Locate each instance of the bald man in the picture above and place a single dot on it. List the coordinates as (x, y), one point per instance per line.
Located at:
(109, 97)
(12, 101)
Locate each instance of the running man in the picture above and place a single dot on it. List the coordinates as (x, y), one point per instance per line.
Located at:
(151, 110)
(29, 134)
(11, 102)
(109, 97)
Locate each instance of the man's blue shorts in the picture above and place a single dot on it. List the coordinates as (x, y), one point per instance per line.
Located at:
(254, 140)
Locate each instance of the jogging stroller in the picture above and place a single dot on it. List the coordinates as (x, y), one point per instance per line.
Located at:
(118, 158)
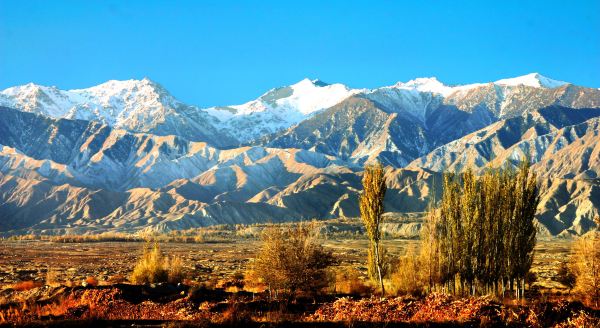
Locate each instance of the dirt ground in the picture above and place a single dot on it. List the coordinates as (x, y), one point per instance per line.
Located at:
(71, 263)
...
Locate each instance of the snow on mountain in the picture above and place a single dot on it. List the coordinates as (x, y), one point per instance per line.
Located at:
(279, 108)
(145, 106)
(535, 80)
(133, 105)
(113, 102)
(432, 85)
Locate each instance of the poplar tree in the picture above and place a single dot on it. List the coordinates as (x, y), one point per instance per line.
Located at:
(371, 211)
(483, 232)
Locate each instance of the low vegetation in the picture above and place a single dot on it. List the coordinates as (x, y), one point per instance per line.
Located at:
==
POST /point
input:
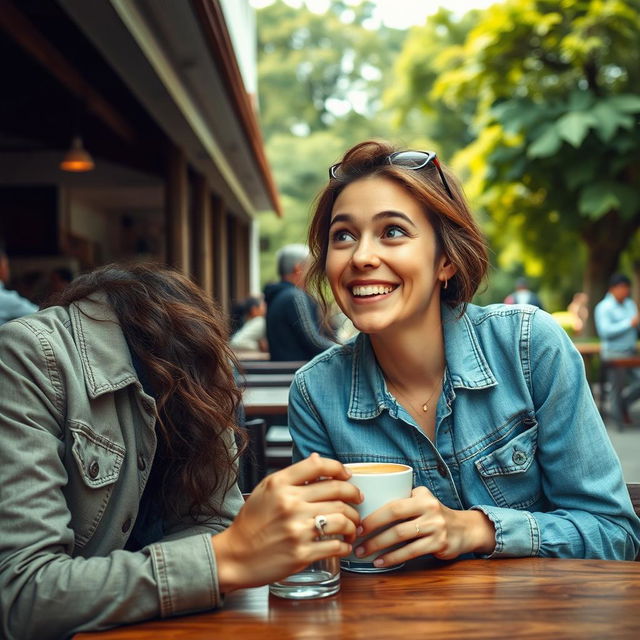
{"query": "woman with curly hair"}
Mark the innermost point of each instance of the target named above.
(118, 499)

_Exercise description_
Only a number is wanted here: the count of lines in the data that contain the string "List".

_Answer to the exercise_
8